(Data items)
────────
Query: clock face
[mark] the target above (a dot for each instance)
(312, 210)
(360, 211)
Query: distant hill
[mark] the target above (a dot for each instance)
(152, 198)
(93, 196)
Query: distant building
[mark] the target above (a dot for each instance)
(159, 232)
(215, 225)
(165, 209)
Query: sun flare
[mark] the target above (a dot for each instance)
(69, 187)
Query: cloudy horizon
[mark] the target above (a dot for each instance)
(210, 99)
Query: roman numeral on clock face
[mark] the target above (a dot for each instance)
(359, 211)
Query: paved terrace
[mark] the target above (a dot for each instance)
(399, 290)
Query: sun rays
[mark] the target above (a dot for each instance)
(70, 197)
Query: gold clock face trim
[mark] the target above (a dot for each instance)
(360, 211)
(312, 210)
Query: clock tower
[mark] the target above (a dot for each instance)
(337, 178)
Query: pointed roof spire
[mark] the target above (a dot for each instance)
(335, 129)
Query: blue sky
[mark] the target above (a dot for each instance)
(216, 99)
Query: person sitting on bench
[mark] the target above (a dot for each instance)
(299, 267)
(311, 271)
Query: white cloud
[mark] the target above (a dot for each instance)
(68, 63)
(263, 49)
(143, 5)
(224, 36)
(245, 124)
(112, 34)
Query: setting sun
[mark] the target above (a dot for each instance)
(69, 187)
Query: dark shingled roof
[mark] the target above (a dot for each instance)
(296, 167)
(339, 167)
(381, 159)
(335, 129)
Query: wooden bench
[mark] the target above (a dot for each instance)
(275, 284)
────────
Exercise objective ::
Keeping every word and mark as it is, print the entries above.

Response to this task ::
Query: clock face
[mark] the target above (a dot for each instance)
(312, 210)
(360, 211)
Query: distant hill
[mark] the target above (a dot for each instance)
(152, 198)
(93, 196)
Query: distant building
[mark] the target above (a dot for each instance)
(159, 232)
(215, 225)
(165, 209)
Query: sun flare
[mark] the target above (a dot for each instance)
(69, 187)
Query: cloudy horizon
[mark] the target above (a dot for each instance)
(210, 99)
Query: roman numeral on clock face
[mark] the target above (a dot for each instance)
(359, 211)
Query: paved terrace
[mark] the target above (a dot for each instance)
(399, 290)
Query: sun rays
[mark] the target above (a dot for each instance)
(70, 197)
Query: gold clock face trim
[mark] the target above (a dot for each instance)
(360, 211)
(312, 210)
Query: clock tower
[mark] the target above (a dot for each instance)
(337, 178)
Query: pointed roof spire
[mark] the target above (a dot for each instance)
(335, 129)
Query: blue sky
[mark] the target above (a dot for each instance)
(216, 99)
Query: person sitting on bench
[mark] the target above (a dot for each instance)
(299, 267)
(311, 271)
Query: white cloud
[mark] the target above (a dot for each instance)
(68, 63)
(263, 49)
(143, 5)
(224, 36)
(245, 124)
(112, 34)
Query: setting sun
[mark] the target above (a dot for each instance)
(69, 187)
Query: dark shingled roof
[mark] the target above (a dot for each instance)
(296, 167)
(339, 167)
(381, 159)
(335, 129)
Query: wooden bench
[mark] the target above (a dot for each instance)
(275, 284)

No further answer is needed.